(Stored items from a collection)
════════════════
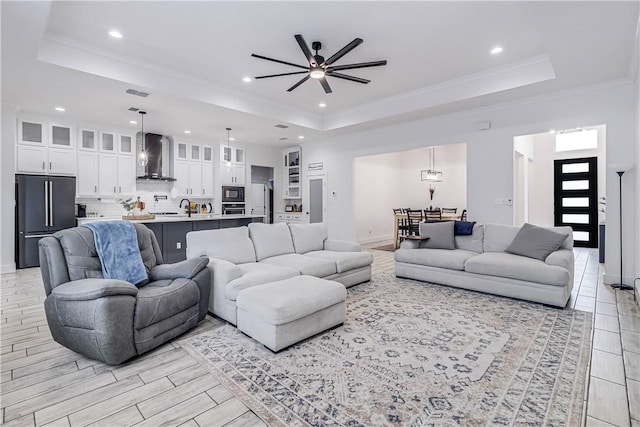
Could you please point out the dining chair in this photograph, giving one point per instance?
(433, 215)
(414, 218)
(403, 225)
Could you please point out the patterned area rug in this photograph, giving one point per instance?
(415, 354)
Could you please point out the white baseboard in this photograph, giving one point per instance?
(8, 268)
(374, 239)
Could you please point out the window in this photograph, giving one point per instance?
(579, 140)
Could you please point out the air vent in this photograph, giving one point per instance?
(136, 93)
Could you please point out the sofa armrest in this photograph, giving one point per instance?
(223, 271)
(186, 269)
(410, 244)
(562, 258)
(91, 289)
(341, 246)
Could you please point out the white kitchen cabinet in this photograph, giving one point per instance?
(88, 176)
(107, 142)
(181, 174)
(233, 175)
(126, 176)
(88, 139)
(31, 132)
(108, 175)
(126, 144)
(33, 159)
(207, 180)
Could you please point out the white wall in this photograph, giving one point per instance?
(7, 188)
(490, 153)
(386, 181)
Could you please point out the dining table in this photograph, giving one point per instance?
(400, 216)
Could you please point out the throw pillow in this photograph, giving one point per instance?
(535, 242)
(463, 228)
(440, 235)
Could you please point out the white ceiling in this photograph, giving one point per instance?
(191, 57)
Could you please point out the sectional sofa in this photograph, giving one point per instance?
(480, 262)
(244, 257)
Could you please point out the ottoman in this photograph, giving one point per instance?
(281, 313)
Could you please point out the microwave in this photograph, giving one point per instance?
(232, 194)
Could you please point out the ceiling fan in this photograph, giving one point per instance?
(319, 68)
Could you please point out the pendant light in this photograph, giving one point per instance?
(229, 150)
(143, 159)
(431, 174)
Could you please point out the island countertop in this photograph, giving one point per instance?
(171, 218)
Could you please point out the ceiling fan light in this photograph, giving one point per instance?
(316, 73)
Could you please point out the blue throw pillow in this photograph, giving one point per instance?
(463, 228)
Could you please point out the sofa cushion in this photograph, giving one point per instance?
(289, 300)
(271, 239)
(162, 299)
(517, 267)
(255, 274)
(498, 237)
(535, 242)
(440, 235)
(310, 266)
(308, 237)
(345, 261)
(229, 244)
(463, 228)
(442, 258)
(473, 242)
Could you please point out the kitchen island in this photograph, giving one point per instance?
(171, 230)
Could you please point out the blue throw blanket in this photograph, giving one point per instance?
(117, 247)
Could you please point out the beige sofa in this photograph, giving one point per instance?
(243, 257)
(479, 262)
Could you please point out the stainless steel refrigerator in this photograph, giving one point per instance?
(44, 205)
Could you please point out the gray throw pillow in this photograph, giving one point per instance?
(440, 235)
(535, 242)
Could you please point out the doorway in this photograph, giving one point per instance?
(576, 198)
(317, 191)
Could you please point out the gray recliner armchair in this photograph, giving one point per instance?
(113, 320)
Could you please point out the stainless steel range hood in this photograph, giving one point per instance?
(155, 146)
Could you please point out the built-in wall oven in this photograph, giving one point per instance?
(233, 209)
(232, 194)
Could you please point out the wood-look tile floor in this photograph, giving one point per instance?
(43, 383)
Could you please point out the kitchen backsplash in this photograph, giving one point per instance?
(146, 190)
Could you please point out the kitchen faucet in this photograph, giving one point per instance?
(188, 206)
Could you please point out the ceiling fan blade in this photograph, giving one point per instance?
(325, 85)
(342, 52)
(278, 75)
(358, 65)
(304, 79)
(279, 61)
(305, 49)
(347, 77)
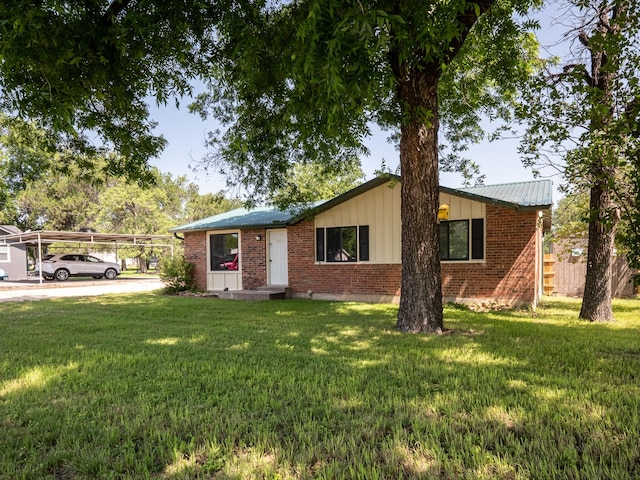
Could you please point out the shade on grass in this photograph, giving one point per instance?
(148, 386)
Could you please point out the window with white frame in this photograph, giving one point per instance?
(462, 240)
(342, 244)
(223, 252)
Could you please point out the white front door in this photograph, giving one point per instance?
(278, 264)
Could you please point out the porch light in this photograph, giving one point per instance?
(443, 212)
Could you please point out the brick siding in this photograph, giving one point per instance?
(507, 275)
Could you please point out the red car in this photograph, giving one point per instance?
(230, 263)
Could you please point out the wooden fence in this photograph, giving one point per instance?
(566, 276)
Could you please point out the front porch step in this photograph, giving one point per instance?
(262, 293)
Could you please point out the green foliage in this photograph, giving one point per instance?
(176, 274)
(301, 83)
(312, 182)
(151, 386)
(92, 65)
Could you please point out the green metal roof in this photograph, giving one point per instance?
(258, 217)
(533, 195)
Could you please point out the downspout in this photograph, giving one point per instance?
(40, 257)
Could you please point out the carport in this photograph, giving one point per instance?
(44, 237)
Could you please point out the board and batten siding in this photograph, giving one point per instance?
(462, 208)
(379, 208)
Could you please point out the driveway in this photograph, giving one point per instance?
(34, 290)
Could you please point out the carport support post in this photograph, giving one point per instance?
(40, 257)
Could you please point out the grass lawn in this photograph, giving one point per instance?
(150, 386)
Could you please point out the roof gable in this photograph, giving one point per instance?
(521, 196)
(240, 218)
(9, 229)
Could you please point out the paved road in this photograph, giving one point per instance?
(33, 290)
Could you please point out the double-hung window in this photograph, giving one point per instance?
(462, 240)
(223, 251)
(342, 244)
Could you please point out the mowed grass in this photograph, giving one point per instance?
(150, 386)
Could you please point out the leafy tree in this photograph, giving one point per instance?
(203, 206)
(297, 81)
(91, 65)
(300, 81)
(587, 114)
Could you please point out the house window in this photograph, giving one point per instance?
(462, 240)
(224, 253)
(342, 244)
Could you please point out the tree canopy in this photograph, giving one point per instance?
(298, 82)
(586, 114)
(88, 68)
(292, 82)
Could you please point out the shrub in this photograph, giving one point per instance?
(177, 274)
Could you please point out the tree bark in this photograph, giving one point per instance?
(596, 301)
(421, 295)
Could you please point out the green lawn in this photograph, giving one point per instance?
(150, 386)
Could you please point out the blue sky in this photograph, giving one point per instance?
(499, 161)
(186, 134)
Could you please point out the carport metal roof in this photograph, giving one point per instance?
(40, 237)
(49, 236)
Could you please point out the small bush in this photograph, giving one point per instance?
(176, 274)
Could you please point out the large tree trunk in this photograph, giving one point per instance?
(596, 301)
(421, 296)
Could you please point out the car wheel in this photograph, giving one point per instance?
(62, 274)
(110, 274)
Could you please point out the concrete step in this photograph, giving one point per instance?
(263, 293)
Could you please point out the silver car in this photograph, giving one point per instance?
(64, 265)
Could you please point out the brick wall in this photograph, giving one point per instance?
(195, 251)
(353, 280)
(253, 259)
(508, 273)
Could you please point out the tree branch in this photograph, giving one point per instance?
(110, 14)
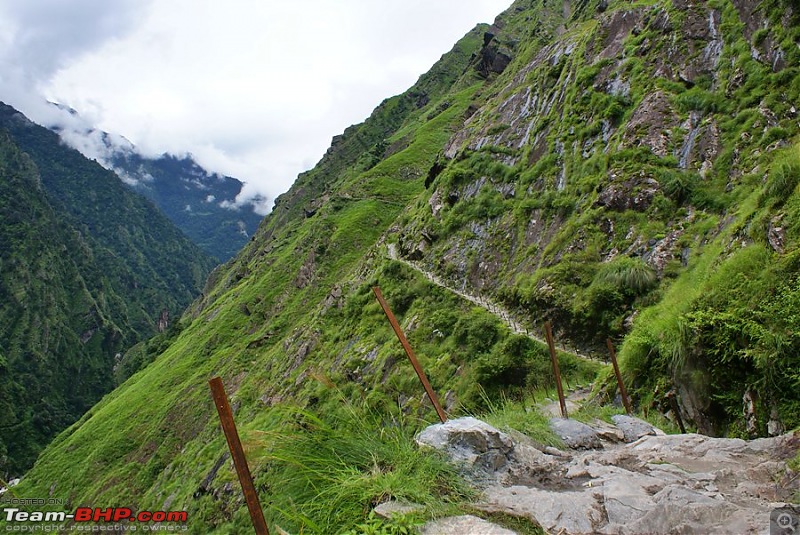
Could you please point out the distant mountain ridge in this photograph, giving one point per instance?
(202, 204)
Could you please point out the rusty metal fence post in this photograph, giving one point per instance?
(548, 332)
(237, 453)
(414, 362)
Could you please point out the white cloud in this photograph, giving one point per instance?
(252, 89)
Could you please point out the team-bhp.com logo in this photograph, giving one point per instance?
(115, 515)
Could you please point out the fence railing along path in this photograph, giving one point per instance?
(500, 312)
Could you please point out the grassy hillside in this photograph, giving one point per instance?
(589, 164)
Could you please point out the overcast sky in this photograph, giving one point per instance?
(252, 88)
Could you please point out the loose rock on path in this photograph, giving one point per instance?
(654, 483)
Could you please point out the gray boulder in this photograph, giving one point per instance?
(633, 428)
(463, 525)
(471, 442)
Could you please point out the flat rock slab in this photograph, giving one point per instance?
(633, 428)
(464, 525)
(470, 441)
(575, 434)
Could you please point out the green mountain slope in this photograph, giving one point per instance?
(622, 169)
(88, 270)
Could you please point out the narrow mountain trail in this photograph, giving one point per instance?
(498, 311)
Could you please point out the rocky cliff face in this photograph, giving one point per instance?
(633, 138)
(623, 170)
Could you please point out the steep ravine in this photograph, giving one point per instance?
(624, 170)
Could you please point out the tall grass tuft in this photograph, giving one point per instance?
(630, 273)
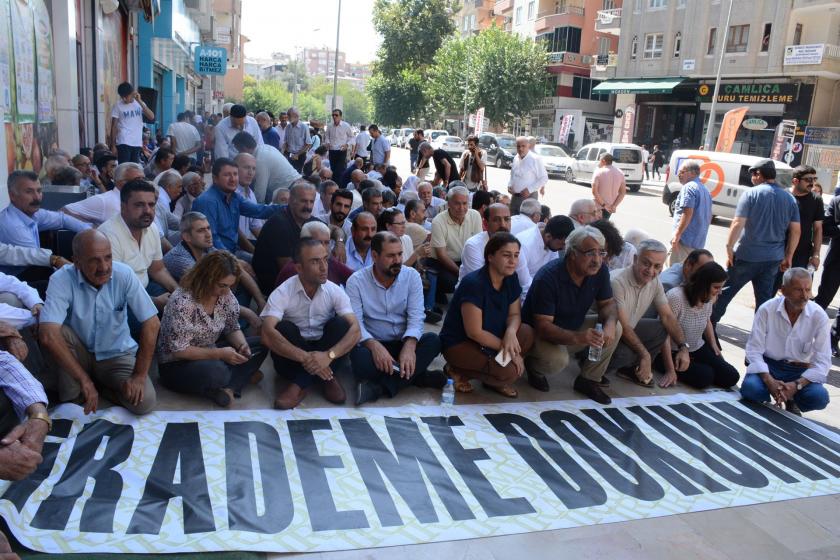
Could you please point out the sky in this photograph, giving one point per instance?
(290, 25)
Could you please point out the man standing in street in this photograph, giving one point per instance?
(297, 140)
(608, 186)
(380, 152)
(765, 214)
(693, 214)
(238, 121)
(339, 137)
(527, 175)
(127, 124)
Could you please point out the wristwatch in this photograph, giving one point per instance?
(42, 416)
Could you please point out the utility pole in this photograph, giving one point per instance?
(707, 143)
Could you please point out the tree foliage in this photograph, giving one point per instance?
(501, 72)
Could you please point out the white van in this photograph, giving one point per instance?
(726, 176)
(626, 157)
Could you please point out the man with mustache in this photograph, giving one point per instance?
(276, 243)
(135, 241)
(358, 246)
(23, 219)
(84, 325)
(393, 351)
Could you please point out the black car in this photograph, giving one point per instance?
(500, 148)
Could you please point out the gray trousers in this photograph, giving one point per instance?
(652, 335)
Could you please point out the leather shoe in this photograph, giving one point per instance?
(538, 381)
(367, 391)
(592, 390)
(334, 392)
(289, 397)
(430, 379)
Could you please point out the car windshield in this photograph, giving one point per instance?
(550, 151)
(507, 141)
(627, 155)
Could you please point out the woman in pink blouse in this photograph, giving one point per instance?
(201, 349)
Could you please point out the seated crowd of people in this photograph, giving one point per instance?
(337, 277)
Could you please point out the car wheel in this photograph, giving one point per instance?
(672, 206)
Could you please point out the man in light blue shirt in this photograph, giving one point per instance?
(393, 351)
(23, 219)
(84, 326)
(693, 214)
(765, 214)
(358, 246)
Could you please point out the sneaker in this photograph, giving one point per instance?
(592, 390)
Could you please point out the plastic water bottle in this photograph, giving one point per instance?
(447, 397)
(596, 351)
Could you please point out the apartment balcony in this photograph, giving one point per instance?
(813, 60)
(568, 59)
(608, 21)
(503, 6)
(560, 16)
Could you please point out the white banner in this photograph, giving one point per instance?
(339, 478)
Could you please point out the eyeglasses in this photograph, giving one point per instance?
(592, 253)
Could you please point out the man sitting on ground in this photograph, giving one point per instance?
(789, 351)
(557, 307)
(308, 323)
(84, 326)
(388, 301)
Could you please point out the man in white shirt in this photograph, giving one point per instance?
(230, 126)
(185, 139)
(338, 138)
(530, 214)
(127, 124)
(273, 169)
(497, 217)
(308, 324)
(104, 206)
(527, 175)
(789, 351)
(539, 246)
(361, 145)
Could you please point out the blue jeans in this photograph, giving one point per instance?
(812, 397)
(761, 274)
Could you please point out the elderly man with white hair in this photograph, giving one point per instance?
(693, 213)
(635, 288)
(557, 306)
(584, 211)
(450, 231)
(527, 175)
(789, 351)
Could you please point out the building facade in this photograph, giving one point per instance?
(780, 58)
(574, 115)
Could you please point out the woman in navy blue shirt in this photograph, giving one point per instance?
(484, 321)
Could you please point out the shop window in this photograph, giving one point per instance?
(653, 45)
(710, 48)
(797, 34)
(765, 37)
(739, 36)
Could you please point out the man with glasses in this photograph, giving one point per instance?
(693, 214)
(765, 214)
(558, 305)
(339, 137)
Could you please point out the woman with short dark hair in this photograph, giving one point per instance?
(692, 304)
(483, 328)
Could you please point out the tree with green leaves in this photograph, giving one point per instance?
(499, 71)
(412, 31)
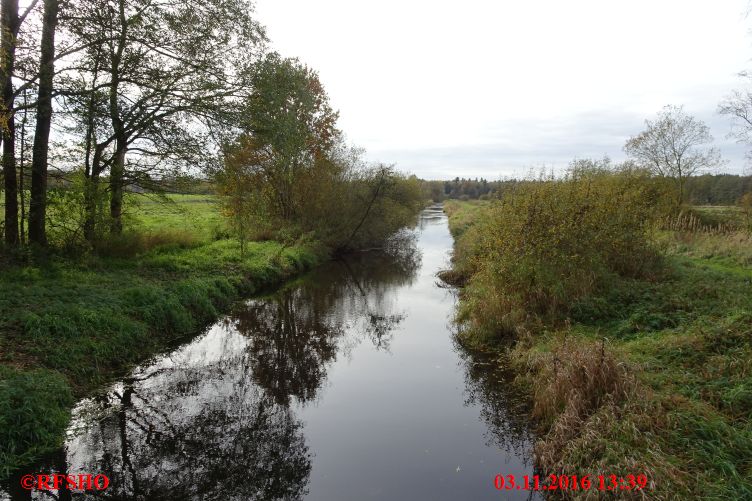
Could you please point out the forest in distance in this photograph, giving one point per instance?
(163, 165)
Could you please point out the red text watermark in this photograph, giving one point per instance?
(57, 481)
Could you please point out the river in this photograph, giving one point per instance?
(345, 384)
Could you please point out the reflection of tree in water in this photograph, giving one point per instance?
(212, 420)
(183, 433)
(295, 333)
(504, 408)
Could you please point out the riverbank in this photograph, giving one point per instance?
(646, 375)
(67, 326)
════════════════
Required work
Output only a verbatim copy of the lines spanning from the line that contains "Could you please point out the forest" to the end of the records above.

Response box
Could you please point out the forest in distance in this photograph, giving one point per instance?
(163, 165)
Could you please point out the red text watermark in this photograph, giving one point per instance?
(57, 481)
Could you please point out the river in this photograph, giving one point per instance?
(345, 384)
Could you please point out the reflection of tree in water in this photograph, giving one point per instance?
(212, 420)
(183, 433)
(295, 333)
(504, 408)
Could you please point out the riverbank in this photograph, giving one point per instance?
(646, 375)
(67, 326)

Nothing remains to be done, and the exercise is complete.